▸ **Set exercise**: Count the lines in the records below that contain the string "green", matching case exactly, and give only that number.

▸ **Available data**:
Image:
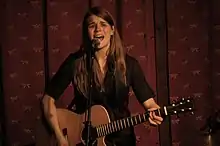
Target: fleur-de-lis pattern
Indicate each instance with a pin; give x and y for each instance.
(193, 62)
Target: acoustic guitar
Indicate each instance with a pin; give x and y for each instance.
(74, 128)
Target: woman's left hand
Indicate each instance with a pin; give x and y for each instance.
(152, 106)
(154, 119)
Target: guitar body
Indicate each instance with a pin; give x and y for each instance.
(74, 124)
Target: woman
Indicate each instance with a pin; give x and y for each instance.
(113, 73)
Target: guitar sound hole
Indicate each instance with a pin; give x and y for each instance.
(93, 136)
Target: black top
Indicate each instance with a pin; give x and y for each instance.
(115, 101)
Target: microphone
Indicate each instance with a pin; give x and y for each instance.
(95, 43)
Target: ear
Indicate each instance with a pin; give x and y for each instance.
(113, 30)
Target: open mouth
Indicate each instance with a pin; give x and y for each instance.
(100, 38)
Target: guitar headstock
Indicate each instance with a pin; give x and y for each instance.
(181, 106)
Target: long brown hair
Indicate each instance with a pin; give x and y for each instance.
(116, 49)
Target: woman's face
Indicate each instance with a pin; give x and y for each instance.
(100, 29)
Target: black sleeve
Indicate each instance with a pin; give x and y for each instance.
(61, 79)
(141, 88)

==

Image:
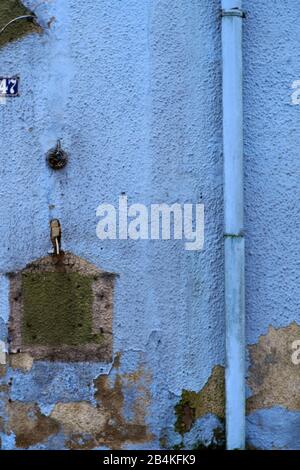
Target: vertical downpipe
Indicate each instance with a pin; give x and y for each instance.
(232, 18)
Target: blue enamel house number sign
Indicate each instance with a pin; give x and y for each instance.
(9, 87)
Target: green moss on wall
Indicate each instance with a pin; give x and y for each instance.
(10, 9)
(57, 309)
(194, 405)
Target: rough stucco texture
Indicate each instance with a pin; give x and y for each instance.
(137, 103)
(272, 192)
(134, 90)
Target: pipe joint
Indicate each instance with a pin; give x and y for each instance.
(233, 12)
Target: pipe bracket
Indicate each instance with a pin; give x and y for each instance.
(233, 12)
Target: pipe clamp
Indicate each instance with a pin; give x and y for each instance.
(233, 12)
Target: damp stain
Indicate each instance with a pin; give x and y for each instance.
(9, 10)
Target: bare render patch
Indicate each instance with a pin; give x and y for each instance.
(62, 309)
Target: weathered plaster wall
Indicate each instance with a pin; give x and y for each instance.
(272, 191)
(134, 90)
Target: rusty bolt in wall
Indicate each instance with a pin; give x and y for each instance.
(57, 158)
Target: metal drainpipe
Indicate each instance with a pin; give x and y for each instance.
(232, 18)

==

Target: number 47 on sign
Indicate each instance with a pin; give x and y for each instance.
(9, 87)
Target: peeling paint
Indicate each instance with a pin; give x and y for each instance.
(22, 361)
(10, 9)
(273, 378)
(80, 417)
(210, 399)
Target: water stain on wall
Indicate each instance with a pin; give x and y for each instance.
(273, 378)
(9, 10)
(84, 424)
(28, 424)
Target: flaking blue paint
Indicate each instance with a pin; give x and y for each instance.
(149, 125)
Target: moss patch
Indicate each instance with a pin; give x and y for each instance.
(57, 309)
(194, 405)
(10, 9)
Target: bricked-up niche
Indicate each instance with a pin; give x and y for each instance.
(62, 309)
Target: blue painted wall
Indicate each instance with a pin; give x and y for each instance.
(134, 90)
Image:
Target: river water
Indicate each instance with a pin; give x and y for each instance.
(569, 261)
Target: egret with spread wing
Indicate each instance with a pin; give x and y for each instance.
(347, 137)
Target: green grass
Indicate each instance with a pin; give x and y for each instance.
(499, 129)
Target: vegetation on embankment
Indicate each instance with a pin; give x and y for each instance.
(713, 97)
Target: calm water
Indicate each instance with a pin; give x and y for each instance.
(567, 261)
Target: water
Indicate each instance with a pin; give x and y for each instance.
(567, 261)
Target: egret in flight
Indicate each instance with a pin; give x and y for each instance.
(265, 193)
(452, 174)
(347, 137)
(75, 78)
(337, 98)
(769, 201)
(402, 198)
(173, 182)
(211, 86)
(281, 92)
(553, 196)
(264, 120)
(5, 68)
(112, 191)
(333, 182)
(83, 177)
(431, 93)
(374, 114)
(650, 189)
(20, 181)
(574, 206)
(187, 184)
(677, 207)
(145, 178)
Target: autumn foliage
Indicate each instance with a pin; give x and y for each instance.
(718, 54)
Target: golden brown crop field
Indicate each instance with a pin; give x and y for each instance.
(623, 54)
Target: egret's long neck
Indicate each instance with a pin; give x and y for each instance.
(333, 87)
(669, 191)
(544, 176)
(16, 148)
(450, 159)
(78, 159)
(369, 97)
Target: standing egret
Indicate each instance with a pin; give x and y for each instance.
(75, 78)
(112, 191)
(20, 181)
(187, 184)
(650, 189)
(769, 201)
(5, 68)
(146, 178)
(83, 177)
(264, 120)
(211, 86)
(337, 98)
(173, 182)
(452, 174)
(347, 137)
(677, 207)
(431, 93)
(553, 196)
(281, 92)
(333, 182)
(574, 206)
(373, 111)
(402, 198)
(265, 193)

▸ **Problem solution**: 2